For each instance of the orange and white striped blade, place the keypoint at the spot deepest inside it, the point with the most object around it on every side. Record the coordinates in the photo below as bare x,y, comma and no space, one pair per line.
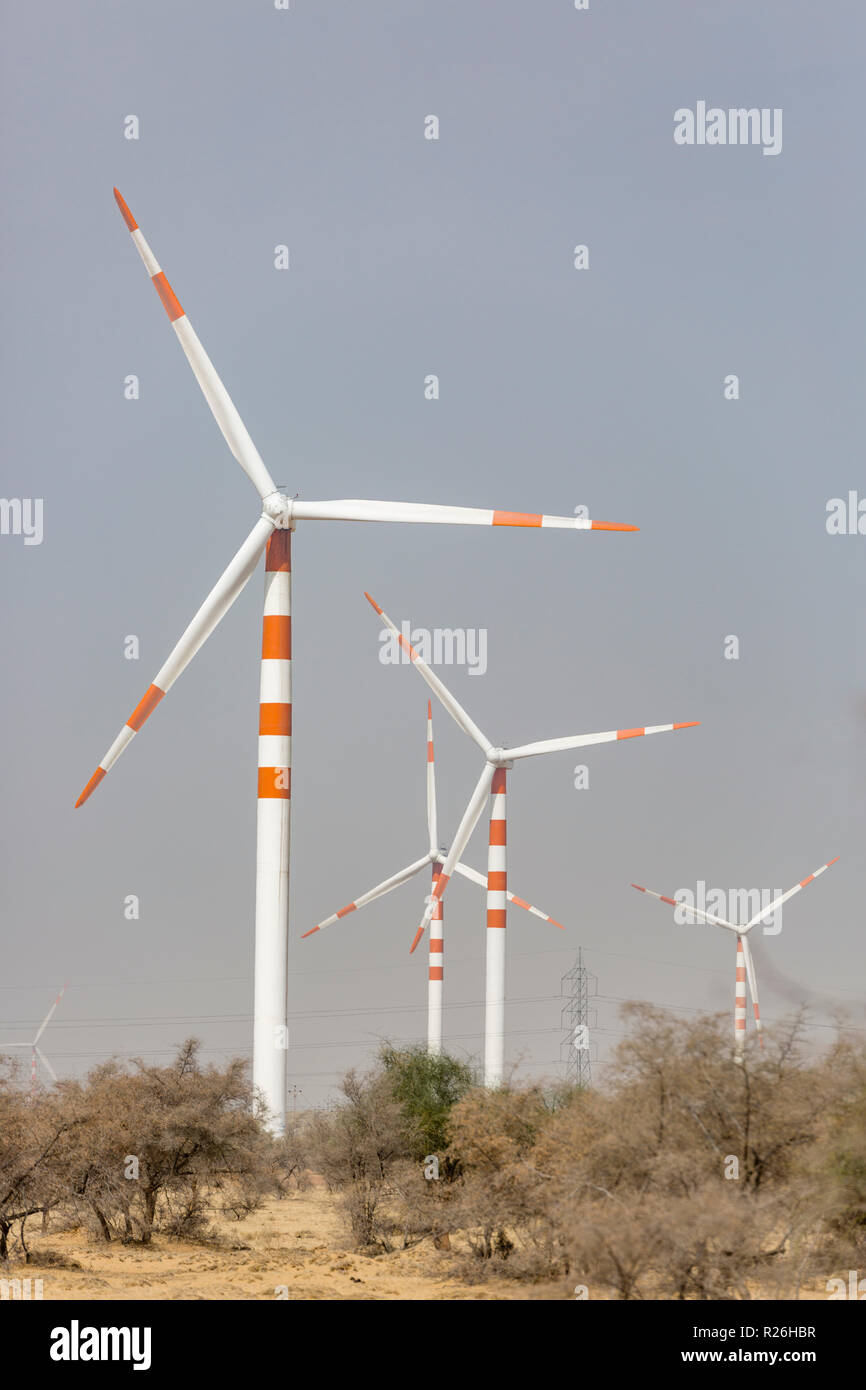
555,745
360,509
217,396
452,705
694,912
216,605
470,819
740,1002
752,982
433,829
49,1016
370,897
777,902
519,902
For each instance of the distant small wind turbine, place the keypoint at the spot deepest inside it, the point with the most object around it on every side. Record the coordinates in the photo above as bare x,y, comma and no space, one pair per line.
435,858
492,786
35,1050
745,966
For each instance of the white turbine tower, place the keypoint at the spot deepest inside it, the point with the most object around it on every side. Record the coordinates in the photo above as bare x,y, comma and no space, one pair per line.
492,783
271,534
745,966
434,858
36,1054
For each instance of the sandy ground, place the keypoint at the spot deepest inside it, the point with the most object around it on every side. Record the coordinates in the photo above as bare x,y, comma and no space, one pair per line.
291,1248
296,1248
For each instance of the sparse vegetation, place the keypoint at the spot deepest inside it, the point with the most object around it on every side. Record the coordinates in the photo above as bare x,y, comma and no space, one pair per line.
684,1176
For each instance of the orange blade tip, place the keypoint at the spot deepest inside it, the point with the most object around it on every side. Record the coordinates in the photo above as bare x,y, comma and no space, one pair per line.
129,220
97,776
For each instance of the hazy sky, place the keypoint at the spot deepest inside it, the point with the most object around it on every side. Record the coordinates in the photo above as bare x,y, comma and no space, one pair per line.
602,387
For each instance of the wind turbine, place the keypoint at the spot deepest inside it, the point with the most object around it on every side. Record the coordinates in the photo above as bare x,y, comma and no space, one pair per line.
745,966
435,858
35,1050
280,514
492,783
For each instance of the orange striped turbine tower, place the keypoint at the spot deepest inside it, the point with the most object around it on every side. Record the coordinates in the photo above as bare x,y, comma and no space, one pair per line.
745,966
492,784
434,858
280,516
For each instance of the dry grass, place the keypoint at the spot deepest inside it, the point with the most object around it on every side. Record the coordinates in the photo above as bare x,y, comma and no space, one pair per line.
298,1243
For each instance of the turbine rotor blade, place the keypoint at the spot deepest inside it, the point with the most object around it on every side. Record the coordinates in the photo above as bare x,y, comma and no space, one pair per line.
752,982
223,409
556,745
374,893
777,902
49,1015
45,1062
360,509
695,912
433,830
452,705
519,902
214,608
464,830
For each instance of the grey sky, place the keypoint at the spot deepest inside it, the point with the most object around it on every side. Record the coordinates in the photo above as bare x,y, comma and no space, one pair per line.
558,388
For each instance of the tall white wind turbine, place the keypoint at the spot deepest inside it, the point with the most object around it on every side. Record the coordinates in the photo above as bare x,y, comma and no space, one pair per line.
434,858
745,966
492,783
36,1054
271,534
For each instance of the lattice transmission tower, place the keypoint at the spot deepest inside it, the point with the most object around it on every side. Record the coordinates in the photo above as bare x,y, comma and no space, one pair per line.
577,987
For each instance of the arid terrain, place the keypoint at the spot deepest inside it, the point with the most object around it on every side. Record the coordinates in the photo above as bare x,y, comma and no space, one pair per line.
291,1248
295,1246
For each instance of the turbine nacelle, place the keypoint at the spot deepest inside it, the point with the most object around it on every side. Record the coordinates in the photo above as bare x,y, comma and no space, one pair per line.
277,508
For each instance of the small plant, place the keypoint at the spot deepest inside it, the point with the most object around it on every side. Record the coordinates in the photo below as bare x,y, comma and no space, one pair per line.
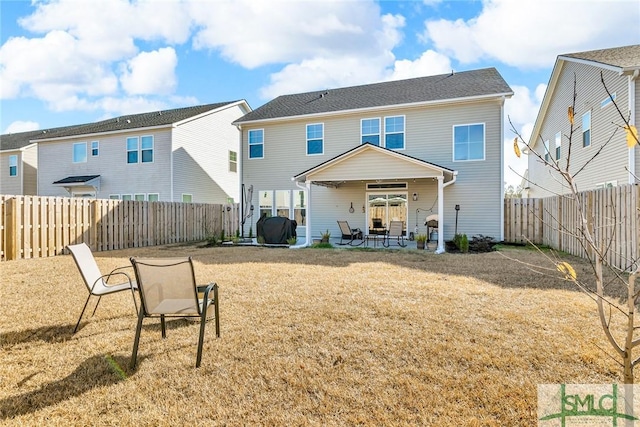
462,242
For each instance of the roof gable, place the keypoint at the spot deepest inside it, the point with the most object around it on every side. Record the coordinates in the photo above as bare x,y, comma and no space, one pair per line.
467,84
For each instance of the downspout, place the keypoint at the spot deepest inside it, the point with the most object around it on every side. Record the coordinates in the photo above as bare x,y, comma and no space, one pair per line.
441,186
240,181
632,121
307,188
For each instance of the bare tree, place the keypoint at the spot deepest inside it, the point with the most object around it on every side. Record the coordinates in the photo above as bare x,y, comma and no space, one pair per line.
617,317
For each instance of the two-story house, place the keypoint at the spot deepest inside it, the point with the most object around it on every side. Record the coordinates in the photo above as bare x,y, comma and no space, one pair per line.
598,141
181,155
398,150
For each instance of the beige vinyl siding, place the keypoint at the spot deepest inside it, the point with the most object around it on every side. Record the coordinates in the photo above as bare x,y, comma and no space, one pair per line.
11,184
116,175
201,157
610,164
30,171
428,136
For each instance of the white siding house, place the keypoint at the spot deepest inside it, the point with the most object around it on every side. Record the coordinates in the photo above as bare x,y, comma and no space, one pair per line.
399,150
173,155
597,122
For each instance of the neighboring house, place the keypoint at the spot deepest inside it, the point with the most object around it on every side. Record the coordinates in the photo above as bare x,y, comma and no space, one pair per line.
19,161
374,153
596,122
18,164
185,154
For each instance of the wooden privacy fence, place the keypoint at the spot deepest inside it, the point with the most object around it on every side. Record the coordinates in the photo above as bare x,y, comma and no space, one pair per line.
34,227
614,214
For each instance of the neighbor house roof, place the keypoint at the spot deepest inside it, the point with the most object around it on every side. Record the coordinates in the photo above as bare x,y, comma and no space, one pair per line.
16,141
128,122
466,84
626,58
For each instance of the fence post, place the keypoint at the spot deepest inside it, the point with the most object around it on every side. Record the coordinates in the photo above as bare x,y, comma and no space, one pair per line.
11,231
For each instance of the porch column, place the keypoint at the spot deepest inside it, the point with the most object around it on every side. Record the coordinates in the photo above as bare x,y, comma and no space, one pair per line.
440,248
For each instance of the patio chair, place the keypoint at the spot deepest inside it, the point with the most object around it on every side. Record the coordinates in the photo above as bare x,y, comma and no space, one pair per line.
168,289
352,234
98,284
396,230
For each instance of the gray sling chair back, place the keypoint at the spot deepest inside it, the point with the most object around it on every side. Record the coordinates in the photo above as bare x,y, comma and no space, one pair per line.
168,288
97,283
395,231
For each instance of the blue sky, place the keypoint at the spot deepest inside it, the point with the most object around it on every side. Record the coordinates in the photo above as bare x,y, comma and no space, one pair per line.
66,62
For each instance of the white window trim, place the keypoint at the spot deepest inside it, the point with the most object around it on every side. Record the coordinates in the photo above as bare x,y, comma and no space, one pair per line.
13,157
306,128
249,144
404,132
73,160
484,142
153,149
379,134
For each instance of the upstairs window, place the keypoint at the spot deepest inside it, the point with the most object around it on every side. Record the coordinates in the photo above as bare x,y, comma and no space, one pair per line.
315,139
13,165
132,150
147,149
256,144
140,149
79,152
233,161
468,142
586,129
370,131
394,132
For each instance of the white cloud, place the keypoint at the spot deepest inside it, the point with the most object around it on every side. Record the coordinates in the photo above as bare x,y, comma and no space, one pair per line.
522,109
429,63
525,33
151,73
21,126
292,32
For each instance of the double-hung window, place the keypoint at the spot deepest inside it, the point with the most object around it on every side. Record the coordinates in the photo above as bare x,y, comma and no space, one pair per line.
315,139
370,131
132,150
586,129
256,144
79,152
233,161
140,149
13,165
546,151
468,142
394,132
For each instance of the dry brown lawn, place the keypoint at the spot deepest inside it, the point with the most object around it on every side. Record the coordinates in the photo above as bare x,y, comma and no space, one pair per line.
309,337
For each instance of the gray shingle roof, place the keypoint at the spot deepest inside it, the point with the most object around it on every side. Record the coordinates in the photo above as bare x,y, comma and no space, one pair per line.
417,90
626,57
133,121
14,141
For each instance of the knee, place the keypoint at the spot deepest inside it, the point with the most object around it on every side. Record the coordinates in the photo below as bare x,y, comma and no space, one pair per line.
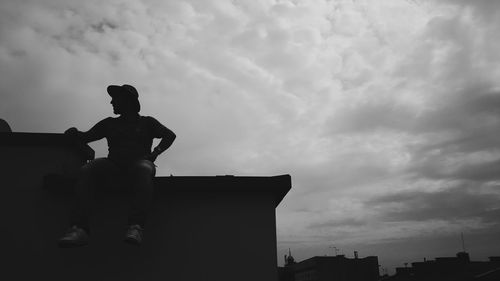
143,167
91,167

**Given task**. Transcribe all of the material exactly, leaving out whatever pictures it contains.

**Task result**.
For each instance of the orange and white striped blade, place the keypoint at the spot deepest inside it, the point with the most object around it on every side. Record the coordinates in the photo below as bare x,y, comma and no space, one pair per line.
555,745
360,509
217,396
452,705
694,912
216,605
470,819
740,1002
752,982
433,829
49,1016
370,897
777,902
519,902
For each instance of the distant small wind turbine, place the keypoint at the spot deepest inside it, the point with the most object around it on every side. Record the coordinates in the photo above as bare x,y, comma and no space, one pair per line.
435,858
492,786
35,1050
745,966
For each instance of the white turbine tower, place the keypoint at the spot deepest inside it, the point with the most object around it on every side. Record the coordinates in the photo above as bare x,y, comma and no space, one pair per line.
492,783
271,534
745,966
434,858
36,1054
For each instance of the sandy ground, place the keypoint at the spot deepest inside it, the point with the most object around it on every side. Record the coordinates in the photo above as bare x,y, comma and no space, one pair per line.
291,1248
296,1248
For each instance of the sparse vegetation, place the keypoint at the spot deepest inside it, the point with the most object around it on every side. Record the coordinates in the photo above as bare x,y, comma and no space, one pair per line.
684,1176
For each instance of the orange blade tip, place the keypoint at the spot deepest inside it, the point with the most object around it on every side. Record the coordinates in the photo above as bare x,y, comma and no space, one pair per line.
129,220
97,776
For each instance of the hazy sky, place the keypoint at the spot deepest inside it, the point with the most object around it on every side. Record the coordinates in the photo above as bare x,y, comma and no space, one pair per line.
602,387
For each instance of the wind turbine, place the keypoint at the spot deepest inside it, the point with the most object around it on every side. Record the coordinates in the photo above as bare x,y, comma and no space, one pair per line.
745,966
435,858
35,1050
280,514
492,783
For each instance of the orange striped turbine tower, place the keypoint at the spot deepest inside it, the point with the most object around it on every side. Record the coordinates in the photo above as bare x,y, comma and no space, one pair per line.
745,966
492,784
434,858
280,516
For each instance of the dry grass, place the keypoint at the spot deepest inside it, the point with the most object around it on every side. Record the coordinates in the photo above as bare x,y, comma and no space, one pair per line.
298,1243
For each instance of the turbine rotor blade, place the keypoint at the spot deepest inside it, the point with the most object around it on every side. Record the coordinates in the photo above as bare x,y, comma and no space, one pair per line.
752,982
223,409
556,745
374,893
777,902
49,1015
45,1062
360,509
695,912
433,830
452,705
519,902
214,608
464,830
For each instance of the grey sky, place the keypoint at the spot deepest inside it, the point with the most object around it on every side. Record the coordinates in the photo above as bare x,y, comma and no space, one pair per line.
558,388
For each instance of the tall white wind turbine, place the keypoint at the spot deepest inside it, the point with the most object around it on every side. Record the coordinates in the photo above as bare x,y, comma and no space, one pair per line.
434,858
745,966
492,783
36,1054
271,534
For each instance of the lattice transmission tower, place the keypoint at the spot deepest inside it, the point with the most object around it on every side. Record the coordinates in the photo above as bare x,y, comma and no space, one pair per line.
577,987
For each instance of the arid terrain, place the keypoint at the spot deepest inside it, the point with the most object around it on every side. Record the coordinates in the photo above as bare x,y, comma and no space, one pair per line.
291,1248
295,1246
For each instance of the turbine nacelle, place the keypoint at the spot deepest inside it, the point with the most object around it on every side. Record the coordinates in the photo above as bare x,y, comma and no space, one pair per line.
277,508
For each instance of the small plant, place the keypoint at the spot deepest inside it, the point with the most object around it on every side. Record the coordinates in the photo below as bare x,y, comma and no space, one pair per line.
462,242
For each instance of the roof gable, place the keypoint at the spot deepest inside it, the point with the most object around it on every side. Record the coordinates in the photo above as bare x,y, comma and no space, one pair per line.
467,84
For each instance of the downspout, place the keypoint at the spot deepest inside it, the point with the most object around it on every side. Record the coordinates in the photo above as bare x,y, comma and no space, one pair per line.
441,186
240,181
632,121
307,188
For each instance of the bare tree, place the keypoint at the spot deepest inside it, the point with the most object around it on every side. Record the coordinates in the photo above as bare x,y, comma and no space, one pair per line.
617,317
For each instance of the two-story house, place the keypoint at the spot deepest inside it, the point with the most object around it on every side. Record the coordinates in the photo above as bare x,y, comma and no space, one pair per line.
598,141
181,155
398,150
For each instance of the beige vinyl siding, place the keypoint at the spot deepest inside it, the point with the most object around it on every side. Record the coordinates in the photo above as bare x,y, comma and no space, one pair per line.
11,184
116,175
201,157
610,164
30,171
428,136
For each instance of the white siding house, place the keypoint at the spot deepest inside it, the point with the most object around it on every side. Record the coordinates in the photo above as bare x,y, comma and no space, one pair per line.
399,150
173,155
597,122
For each instance of the neighboring house, place the keypoint at the spot deepest inside it, the point with the most object around it on every side. Record the coordinates in the photo above as bare x,y, comma and no space, one pair per line.
19,161
374,153
596,122
18,164
185,154
For each instance of the wooden privacy fence, place the keypoint at the spot deepest inside it, the point with the most object around it on every side. Record the coordinates in the photo above as bare x,y, comma and no space, one pair per line.
34,227
614,214
For each instance of the neighbor house roof, place the keypoint at the spot deepest inside it, the point with the most object around it on every side. Record the coordinates in the photo above as bare x,y, comma and no space, one pair per line.
16,141
128,122
466,84
626,58
For each instance of the fence post, place the keypoint at the spot deepest inside it, the point with the most object around it on every side. Record the coordinates in the photo above as bare x,y, comma and no space, one pair per line.
11,231
For each instance of the porch column, place the keypoint at the spot deepest inside it, the point with the most object around it on every side. Record the coordinates in the photo above as bare x,y, comma and no space, one pair per line.
440,248
For each instance of the patio chair, place the keypoint at the spot deepest inside it, the point with the most object around it on every side. Record the coordinates in the photo above as bare x,y, comma and no space, one pair per line.
168,289
352,234
98,284
396,230
For each instance of the gray sling chair back, place the keypoint at the spot deepest inside it, the point with the most object around it on every side. Record the coordinates in the photo above as bare x,y, comma and no space, one pair per line.
168,288
97,283
395,231
For each instance of the blue sky, place the keypoint at the spot deepest inside it, the point with the most object around it on every side. Record the coordinates in the photo above as bare x,y, comma and no space, one pair per line.
66,62
For each instance of the white window trim, place the keypoint at the spot deepest inside it, the point with the most object around it on every side. Record the coordinates in the photo above as bare x,y, comma and no space, one pair per line.
13,157
306,128
249,144
404,132
73,160
484,142
153,149
379,134
For each instance of the upstairs window, place the keypoint at the spot deepest inside it, the point with the most object around it on every side. Record the coordinates in the photo above as bare x,y, comma and no space, one pair per line.
315,139
13,165
132,150
147,149
256,144
140,149
79,152
233,161
468,142
586,129
370,131
394,132
For each instance of the white cloud, place the keypoint at the spot deepest inside it, the point with the most object around it on every side. Record the coordinates in the photo above as bare x,y, comma and no space, one pair per line.
522,109
429,63
525,33
151,73
21,126
292,32
For each instance of the double-hung window, place the keypoint at the spot deepest inside it, the point with the most object around it on every side. Record the coordinates in the photo above as bare x,y, comma and no space, one pair per line.
315,139
370,131
132,150
586,129
256,144
79,152
233,161
140,149
13,165
546,151
468,142
394,132
For each instance of the dry brown lawn, place the keypoint at the spot deepest inside it, the point with the most object around it on every side. Record the coordinates in the photo above as bare x,y, comma and no space, one pair per line.
309,337
For each instance of the gray shingle roof, place the keypoint at the spot deepest inside it, the point with the most object around it on every side. Record the coordinates in the photo above as bare x,y, comma and no space, one pair per line.
417,90
626,57
133,121
14,141
For each instance of the knee, place the keypoint at the spot deepest inside it, the point with the most object around it on every side. Record the coordinates in the photo below as bare x,y, comma and no space, one pair per line.
143,167
91,167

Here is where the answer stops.